Exercise —
The answer is a single number: the count of lines below in which the word "green" appears.

***

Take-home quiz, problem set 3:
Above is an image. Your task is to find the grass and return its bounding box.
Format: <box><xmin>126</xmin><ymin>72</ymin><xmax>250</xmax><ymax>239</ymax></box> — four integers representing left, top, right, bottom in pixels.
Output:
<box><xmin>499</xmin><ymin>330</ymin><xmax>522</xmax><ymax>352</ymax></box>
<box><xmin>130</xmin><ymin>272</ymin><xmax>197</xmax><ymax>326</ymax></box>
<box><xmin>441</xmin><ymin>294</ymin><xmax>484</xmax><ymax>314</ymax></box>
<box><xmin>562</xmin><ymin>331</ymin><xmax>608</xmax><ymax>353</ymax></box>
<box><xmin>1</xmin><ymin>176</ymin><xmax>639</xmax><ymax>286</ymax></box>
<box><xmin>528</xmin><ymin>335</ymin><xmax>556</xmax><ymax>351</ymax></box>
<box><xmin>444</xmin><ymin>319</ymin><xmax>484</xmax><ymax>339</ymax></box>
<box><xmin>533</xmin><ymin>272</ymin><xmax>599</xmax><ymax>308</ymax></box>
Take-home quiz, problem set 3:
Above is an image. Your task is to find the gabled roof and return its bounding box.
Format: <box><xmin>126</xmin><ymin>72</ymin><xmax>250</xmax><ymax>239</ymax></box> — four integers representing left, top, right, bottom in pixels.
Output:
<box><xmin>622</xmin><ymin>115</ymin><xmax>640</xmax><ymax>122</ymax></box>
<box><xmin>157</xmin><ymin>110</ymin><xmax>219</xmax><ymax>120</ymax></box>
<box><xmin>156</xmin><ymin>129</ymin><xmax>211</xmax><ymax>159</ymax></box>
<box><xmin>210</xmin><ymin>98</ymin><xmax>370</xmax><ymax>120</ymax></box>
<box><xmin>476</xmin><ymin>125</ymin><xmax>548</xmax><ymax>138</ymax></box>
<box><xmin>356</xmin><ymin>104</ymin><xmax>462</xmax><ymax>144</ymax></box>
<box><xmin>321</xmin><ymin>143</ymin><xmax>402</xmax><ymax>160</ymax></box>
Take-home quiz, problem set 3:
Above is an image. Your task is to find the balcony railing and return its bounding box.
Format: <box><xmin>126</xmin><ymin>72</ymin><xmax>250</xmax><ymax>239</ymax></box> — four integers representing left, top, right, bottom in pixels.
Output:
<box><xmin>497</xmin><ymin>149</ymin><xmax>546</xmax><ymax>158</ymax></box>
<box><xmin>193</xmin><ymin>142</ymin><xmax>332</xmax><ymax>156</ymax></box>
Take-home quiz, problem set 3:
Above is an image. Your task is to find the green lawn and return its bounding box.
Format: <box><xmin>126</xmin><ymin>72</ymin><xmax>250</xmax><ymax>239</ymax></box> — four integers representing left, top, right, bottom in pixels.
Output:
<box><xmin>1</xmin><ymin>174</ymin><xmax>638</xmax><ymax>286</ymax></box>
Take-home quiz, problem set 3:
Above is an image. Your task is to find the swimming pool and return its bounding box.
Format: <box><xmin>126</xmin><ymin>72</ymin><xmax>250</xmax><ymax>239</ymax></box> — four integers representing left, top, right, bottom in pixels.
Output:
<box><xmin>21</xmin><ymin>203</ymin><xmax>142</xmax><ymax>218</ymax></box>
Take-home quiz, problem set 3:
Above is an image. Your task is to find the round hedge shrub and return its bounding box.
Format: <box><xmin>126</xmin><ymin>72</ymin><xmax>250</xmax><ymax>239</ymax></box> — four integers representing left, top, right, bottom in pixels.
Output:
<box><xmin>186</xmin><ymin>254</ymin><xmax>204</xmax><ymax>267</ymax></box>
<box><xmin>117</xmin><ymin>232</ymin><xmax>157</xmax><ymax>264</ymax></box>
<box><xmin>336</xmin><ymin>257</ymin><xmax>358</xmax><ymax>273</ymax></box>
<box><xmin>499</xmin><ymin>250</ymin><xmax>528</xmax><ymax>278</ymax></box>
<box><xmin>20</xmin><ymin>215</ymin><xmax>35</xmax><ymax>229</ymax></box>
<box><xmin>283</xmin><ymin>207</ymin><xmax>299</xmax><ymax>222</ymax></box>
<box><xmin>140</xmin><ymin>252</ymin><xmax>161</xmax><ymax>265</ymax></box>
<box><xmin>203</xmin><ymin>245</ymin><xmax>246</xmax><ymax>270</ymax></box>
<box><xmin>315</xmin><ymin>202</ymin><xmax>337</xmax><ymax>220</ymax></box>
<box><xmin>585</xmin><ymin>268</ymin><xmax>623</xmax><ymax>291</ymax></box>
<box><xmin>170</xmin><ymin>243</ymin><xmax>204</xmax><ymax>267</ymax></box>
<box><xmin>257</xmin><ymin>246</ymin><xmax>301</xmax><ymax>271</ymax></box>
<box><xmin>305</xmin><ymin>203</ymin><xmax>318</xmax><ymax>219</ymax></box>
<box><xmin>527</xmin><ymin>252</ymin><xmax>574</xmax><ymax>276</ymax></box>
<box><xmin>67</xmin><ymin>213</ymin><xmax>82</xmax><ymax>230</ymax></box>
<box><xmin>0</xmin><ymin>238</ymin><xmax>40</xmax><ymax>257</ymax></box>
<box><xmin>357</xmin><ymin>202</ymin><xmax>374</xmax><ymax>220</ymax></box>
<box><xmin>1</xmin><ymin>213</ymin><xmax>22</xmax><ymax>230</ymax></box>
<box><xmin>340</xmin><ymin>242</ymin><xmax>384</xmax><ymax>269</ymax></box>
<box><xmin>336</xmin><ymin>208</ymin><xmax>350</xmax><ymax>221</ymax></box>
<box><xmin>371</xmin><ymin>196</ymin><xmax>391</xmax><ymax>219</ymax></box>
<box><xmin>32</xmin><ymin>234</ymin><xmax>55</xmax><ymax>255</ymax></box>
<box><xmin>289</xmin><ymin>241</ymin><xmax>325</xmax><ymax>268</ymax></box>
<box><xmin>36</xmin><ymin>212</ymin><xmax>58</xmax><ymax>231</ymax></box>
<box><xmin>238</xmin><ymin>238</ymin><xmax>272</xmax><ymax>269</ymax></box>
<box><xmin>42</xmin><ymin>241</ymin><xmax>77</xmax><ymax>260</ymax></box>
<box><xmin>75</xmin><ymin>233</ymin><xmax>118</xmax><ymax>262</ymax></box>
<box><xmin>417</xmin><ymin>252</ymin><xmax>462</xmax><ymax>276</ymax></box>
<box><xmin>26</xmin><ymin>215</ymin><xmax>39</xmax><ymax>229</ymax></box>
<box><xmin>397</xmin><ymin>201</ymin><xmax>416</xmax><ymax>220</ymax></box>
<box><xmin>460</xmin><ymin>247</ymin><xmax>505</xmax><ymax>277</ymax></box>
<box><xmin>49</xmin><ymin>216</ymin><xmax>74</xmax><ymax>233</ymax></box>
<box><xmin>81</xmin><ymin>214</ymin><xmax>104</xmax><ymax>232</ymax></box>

***

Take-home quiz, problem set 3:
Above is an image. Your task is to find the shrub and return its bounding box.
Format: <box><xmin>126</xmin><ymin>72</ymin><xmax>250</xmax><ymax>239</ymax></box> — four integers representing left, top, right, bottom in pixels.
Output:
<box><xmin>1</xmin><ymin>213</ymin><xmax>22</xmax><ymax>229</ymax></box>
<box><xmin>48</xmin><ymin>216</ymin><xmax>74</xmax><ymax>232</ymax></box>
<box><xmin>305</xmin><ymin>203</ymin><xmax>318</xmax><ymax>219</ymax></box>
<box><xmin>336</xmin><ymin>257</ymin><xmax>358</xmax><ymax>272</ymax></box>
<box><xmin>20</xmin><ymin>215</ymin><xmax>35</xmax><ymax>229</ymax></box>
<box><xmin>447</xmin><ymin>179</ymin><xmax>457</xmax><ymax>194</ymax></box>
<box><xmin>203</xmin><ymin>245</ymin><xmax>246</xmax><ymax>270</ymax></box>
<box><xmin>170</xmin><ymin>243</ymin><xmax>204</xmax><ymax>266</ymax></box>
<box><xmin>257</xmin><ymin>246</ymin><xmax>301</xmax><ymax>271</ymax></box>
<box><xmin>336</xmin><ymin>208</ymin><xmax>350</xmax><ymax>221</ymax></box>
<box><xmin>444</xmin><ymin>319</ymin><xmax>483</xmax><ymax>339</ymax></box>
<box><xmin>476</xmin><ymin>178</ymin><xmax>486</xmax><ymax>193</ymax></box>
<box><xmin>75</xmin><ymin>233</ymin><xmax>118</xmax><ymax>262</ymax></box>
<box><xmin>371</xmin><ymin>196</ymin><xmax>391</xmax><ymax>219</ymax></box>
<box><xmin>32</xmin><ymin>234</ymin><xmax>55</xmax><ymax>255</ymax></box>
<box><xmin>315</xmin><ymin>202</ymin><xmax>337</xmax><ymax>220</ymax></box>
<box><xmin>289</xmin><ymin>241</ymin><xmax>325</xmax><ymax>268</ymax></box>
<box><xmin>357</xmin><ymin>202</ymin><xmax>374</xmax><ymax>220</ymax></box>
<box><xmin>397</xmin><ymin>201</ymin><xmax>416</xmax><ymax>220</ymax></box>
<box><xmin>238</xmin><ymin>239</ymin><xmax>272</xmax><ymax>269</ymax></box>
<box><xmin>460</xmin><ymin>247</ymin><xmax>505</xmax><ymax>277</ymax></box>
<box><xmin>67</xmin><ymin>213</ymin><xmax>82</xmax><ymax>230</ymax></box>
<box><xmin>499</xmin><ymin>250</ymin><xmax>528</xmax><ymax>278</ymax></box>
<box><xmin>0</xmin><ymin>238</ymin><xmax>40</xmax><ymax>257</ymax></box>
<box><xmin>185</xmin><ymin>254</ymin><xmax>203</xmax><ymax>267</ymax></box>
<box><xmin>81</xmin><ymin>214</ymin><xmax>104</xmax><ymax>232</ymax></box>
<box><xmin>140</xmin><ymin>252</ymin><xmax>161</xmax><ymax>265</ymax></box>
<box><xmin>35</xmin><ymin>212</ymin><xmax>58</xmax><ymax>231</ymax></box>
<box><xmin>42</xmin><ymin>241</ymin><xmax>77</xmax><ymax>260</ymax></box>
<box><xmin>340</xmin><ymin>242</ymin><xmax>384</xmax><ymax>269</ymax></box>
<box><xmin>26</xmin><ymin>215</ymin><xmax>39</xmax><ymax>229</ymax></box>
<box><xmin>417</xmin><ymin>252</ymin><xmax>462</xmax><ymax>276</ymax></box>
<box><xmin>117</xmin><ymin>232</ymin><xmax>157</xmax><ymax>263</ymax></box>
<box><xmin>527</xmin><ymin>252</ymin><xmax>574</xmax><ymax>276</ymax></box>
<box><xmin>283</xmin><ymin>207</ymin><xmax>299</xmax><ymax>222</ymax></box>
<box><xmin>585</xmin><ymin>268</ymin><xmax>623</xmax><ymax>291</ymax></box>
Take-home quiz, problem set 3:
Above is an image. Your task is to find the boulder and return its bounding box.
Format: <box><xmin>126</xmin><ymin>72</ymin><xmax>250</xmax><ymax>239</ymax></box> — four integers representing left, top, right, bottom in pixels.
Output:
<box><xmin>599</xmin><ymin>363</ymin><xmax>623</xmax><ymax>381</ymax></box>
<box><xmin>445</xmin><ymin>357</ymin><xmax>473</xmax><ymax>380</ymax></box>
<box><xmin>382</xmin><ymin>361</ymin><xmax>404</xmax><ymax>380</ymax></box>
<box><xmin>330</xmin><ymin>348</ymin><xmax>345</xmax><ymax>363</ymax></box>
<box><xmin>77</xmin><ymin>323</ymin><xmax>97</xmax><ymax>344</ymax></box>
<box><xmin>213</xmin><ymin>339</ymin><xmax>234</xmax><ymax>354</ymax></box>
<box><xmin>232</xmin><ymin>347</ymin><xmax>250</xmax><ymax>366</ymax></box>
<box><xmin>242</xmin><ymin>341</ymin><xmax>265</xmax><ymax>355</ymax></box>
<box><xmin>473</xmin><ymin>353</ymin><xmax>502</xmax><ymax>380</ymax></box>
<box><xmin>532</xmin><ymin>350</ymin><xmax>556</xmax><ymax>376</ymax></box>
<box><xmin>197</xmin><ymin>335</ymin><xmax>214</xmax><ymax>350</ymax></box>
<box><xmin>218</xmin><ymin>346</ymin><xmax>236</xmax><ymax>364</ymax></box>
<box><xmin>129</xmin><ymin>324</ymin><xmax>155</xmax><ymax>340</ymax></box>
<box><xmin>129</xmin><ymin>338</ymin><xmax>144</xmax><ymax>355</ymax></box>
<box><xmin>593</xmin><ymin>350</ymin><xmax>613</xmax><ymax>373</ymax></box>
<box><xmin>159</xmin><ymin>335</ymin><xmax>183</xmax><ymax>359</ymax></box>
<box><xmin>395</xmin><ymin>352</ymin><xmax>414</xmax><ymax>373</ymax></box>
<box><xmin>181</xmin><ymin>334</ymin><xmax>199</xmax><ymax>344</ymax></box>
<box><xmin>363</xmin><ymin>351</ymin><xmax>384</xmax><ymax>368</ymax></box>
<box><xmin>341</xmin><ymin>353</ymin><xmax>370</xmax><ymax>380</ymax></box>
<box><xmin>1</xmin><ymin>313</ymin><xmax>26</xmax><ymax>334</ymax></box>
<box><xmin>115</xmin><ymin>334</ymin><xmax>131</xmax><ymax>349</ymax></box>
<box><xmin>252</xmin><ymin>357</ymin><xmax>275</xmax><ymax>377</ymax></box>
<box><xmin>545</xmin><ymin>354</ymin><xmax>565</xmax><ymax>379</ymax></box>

***

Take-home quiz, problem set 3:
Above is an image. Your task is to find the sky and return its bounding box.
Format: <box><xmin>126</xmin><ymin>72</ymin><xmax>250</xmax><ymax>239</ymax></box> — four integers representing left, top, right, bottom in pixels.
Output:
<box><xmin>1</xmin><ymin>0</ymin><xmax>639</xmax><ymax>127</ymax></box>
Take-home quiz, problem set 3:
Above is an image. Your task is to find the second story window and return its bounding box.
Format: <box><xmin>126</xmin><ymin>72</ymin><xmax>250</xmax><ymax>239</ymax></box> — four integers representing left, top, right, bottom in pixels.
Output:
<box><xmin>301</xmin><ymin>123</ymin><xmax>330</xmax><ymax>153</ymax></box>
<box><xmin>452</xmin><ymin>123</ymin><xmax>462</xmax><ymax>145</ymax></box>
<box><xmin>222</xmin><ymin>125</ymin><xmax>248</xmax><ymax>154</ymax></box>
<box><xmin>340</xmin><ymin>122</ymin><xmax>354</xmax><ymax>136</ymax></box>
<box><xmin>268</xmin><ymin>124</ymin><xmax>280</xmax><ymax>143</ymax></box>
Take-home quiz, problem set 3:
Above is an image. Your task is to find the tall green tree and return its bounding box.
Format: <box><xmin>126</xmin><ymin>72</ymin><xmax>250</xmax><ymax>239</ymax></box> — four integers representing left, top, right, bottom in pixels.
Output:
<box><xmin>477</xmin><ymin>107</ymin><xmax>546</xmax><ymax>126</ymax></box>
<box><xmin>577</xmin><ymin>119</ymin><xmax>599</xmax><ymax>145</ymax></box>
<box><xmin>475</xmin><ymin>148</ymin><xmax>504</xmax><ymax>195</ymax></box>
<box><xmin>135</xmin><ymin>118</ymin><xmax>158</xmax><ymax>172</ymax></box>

***

Answer space —
2